One such online thrift store that gained prominence during the lockdown is The ReLove Closet started by Sruti Ashok. “I always wanted to explore the concept of second-hand clothing in India. Last year, I
partnered with the Baksa Project for an event and we got a good response from it. I was planning for a similar event this year but in a bigger manner. But I couldn’t go ahead with the plan because of the
pandemic. I had already sourced so many clothes for the event and didn’t know what to do with them. I decided to raise money for those affected by the pandemic. I got in touch with The Kindness Foundation and suggested my idea and they were supportive of it. I started an Instagram account called The ReLove Closet in mid-April where I offer a curated collection of pre-loved, luxury and vintage treasures. The response was really amazing — a lot of people came forward to buy pre-used clothes,” says Sruti Ashok.
During the first few months, money collected from The Relove Closet sale went for charity. “After one month of the launch, a lot of people got in touch with me saying they have clothes to resell. Either they can take the money from the sale or can suggest a particular NGO or a cause they support. Proceeds from the sale will be donated to the NGO or the cause. What I have observed in the past seven months is that there are many first-time thrifters in Chennai; so we have to be careful while dealing with the customers. A couple of years ago, people may not be as open as they are today. But now people don’t mind buying preloved clothing. Once you have good experience with particular thrifters, they are more open to it,” she remarks.

Image-grounded pointing data:
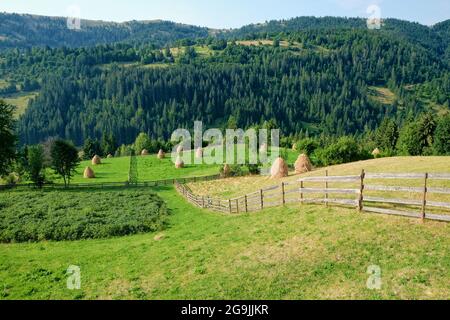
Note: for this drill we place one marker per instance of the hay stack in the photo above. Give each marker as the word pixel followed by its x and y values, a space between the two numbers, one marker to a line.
pixel 89 173
pixel 179 164
pixel 376 152
pixel 303 164
pixel 96 160
pixel 199 153
pixel 226 170
pixel 279 169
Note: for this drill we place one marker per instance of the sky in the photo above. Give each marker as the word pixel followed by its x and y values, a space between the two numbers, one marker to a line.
pixel 230 13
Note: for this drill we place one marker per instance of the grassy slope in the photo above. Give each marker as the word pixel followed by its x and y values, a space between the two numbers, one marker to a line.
pixel 285 253
pixel 150 168
pixel 239 186
pixel 20 101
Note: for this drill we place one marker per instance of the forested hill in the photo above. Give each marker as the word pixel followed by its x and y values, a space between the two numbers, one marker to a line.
pixel 436 38
pixel 26 31
pixel 317 81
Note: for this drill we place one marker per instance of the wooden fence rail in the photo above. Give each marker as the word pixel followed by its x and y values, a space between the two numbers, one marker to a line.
pixel 358 196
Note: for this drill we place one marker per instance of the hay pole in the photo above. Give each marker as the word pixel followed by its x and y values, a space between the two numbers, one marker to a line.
pixel 424 202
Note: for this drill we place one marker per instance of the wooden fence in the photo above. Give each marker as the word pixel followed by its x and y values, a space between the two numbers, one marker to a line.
pixel 357 195
pixel 154 183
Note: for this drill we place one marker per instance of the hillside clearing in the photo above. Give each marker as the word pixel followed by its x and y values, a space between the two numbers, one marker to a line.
pixel 20 101
pixel 308 252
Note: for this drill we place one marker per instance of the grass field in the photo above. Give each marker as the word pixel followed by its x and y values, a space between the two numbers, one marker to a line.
pixel 284 253
pixel 234 187
pixel 20 101
pixel 150 168
pixel 292 252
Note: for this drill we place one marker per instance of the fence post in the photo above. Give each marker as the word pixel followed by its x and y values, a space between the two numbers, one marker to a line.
pixel 261 193
pixel 424 203
pixel 361 190
pixel 246 205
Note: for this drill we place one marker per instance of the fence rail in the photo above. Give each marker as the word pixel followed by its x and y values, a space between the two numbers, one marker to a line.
pixel 357 196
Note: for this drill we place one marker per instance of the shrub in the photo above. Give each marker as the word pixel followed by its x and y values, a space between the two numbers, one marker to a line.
pixel 73 215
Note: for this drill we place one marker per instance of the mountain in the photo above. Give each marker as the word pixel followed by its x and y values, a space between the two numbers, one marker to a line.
pixel 26 31
pixel 311 76
pixel 434 38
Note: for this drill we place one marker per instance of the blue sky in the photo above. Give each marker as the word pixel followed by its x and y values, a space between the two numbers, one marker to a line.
pixel 231 13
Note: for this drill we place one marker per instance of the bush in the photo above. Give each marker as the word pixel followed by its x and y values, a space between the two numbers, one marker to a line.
pixel 73 215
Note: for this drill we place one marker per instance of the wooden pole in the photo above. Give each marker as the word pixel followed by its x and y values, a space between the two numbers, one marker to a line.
pixel 424 203
pixel 326 188
pixel 361 190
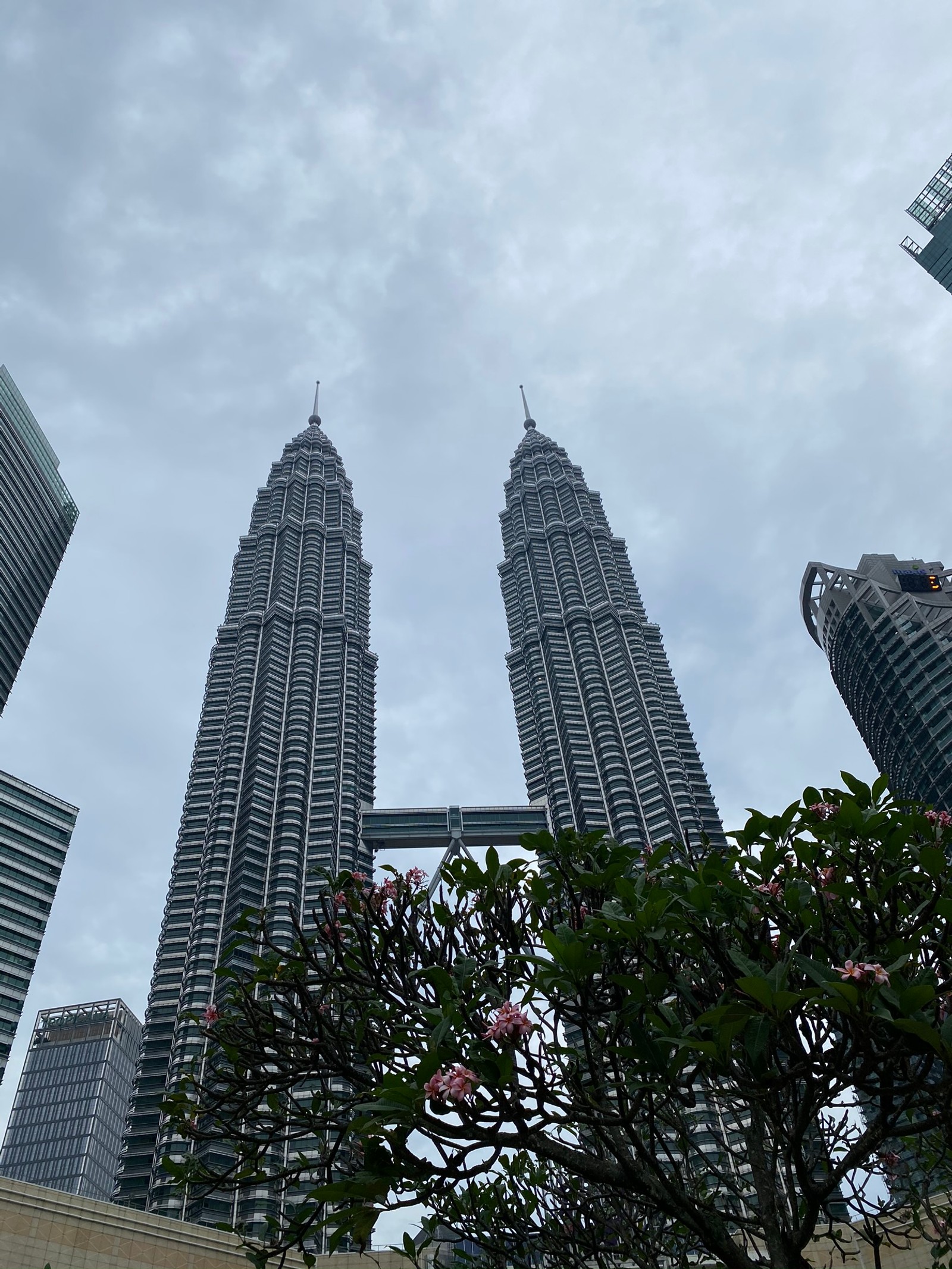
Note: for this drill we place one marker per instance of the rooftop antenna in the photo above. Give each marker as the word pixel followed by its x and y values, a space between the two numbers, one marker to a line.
pixel 530 421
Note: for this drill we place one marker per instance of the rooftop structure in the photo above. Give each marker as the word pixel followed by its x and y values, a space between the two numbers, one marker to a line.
pixel 35 834
pixel 68 1118
pixel 37 517
pixel 887 630
pixel 931 211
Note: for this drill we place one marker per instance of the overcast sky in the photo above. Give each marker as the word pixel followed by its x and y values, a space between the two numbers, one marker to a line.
pixel 676 223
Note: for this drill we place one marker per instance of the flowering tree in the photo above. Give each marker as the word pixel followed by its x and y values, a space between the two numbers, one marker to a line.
pixel 601 1052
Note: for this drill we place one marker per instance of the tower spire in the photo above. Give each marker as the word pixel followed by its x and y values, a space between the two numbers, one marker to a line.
pixel 530 421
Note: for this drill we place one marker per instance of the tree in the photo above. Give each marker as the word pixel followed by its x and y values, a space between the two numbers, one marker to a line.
pixel 598 1051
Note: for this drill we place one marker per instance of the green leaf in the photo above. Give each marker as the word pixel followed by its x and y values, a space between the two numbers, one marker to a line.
pixel 934 861
pixel 759 989
pixel 922 1031
pixel 860 791
pixel 757 1035
pixel 441 980
pixel 915 998
pixel 880 785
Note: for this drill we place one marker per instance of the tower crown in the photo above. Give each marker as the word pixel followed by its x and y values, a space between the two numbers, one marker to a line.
pixel 530 422
pixel 315 419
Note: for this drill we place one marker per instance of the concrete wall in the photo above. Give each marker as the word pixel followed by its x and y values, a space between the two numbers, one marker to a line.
pixel 42 1226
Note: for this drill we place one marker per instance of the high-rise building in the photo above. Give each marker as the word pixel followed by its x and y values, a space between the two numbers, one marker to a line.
pixel 37 517
pixel 929 208
pixel 68 1118
pixel 282 767
pixel 603 734
pixel 35 833
pixel 887 630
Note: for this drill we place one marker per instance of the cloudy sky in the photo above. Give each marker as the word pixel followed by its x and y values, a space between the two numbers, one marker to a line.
pixel 676 221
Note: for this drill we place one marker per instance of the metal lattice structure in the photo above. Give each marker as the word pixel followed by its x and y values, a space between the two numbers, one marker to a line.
pixel 887 630
pixel 283 763
pixel 603 732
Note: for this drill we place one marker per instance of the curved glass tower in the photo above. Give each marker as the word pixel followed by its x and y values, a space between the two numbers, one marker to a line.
pixel 37 518
pixel 603 732
pixel 887 630
pixel 282 766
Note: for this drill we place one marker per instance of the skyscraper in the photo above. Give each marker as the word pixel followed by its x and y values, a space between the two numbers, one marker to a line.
pixel 931 210
pixel 887 630
pixel 282 766
pixel 603 734
pixel 35 833
pixel 37 517
pixel 67 1122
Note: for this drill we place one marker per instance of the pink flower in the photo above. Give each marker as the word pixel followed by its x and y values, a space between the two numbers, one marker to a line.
pixel 850 971
pixel 511 1023
pixel 460 1083
pixel 825 810
pixel 878 974
pixel 863 971
pixel 436 1088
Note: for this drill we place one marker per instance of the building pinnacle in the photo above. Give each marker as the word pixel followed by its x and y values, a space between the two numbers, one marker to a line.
pixel 315 416
pixel 530 422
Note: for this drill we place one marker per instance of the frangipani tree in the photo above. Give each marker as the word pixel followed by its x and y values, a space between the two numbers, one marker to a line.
pixel 600 1052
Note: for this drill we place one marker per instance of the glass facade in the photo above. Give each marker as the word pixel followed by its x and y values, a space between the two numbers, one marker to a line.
pixel 603 732
pixel 35 834
pixel 68 1118
pixel 37 517
pixel 931 210
pixel 282 767
pixel 887 630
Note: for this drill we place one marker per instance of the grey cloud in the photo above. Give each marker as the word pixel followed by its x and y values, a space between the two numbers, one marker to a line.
pixel 676 223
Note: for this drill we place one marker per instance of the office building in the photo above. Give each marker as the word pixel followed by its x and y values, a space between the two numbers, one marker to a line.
pixel 37 517
pixel 282 767
pixel 887 630
pixel 931 210
pixel 35 834
pixel 605 739
pixel 68 1118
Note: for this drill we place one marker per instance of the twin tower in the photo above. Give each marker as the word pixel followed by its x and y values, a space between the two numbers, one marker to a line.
pixel 282 776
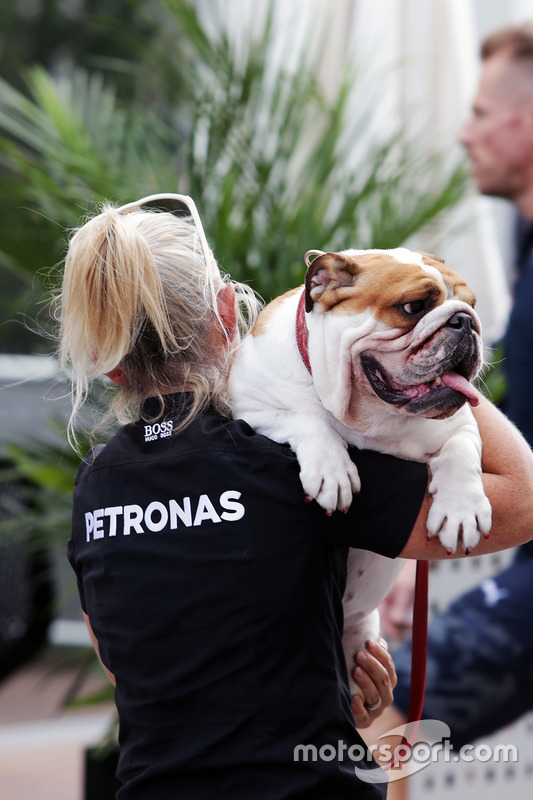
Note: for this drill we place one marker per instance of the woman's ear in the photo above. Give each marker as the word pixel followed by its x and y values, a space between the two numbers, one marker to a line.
pixel 226 309
pixel 118 376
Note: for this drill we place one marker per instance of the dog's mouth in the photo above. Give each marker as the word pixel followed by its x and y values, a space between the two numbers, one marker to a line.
pixel 448 391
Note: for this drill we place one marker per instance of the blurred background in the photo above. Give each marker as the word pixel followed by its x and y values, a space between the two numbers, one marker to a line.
pixel 294 125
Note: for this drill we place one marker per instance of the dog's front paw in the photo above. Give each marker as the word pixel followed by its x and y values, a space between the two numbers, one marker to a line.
pixel 328 474
pixel 358 629
pixel 463 515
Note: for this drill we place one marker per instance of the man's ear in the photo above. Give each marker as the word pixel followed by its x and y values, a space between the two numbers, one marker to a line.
pixel 226 309
pixel 118 376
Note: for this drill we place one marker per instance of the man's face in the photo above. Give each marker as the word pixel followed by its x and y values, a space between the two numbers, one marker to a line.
pixel 499 136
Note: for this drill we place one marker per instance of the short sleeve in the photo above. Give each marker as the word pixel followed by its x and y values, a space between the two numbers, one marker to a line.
pixel 72 560
pixel 381 518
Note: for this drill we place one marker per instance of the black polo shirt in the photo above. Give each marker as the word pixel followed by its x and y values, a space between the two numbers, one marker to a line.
pixel 214 591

**WHAT YOU NEED TO DO**
According to the thrift store article, what three kinds of treasures make up the curated collection offered on The ReLove Closet's Instagram account? List them. The records are separate material and have no connection to the thrift store article.

**ANSWER SECTION**
- Pre-loved
- Luxury
- Vintage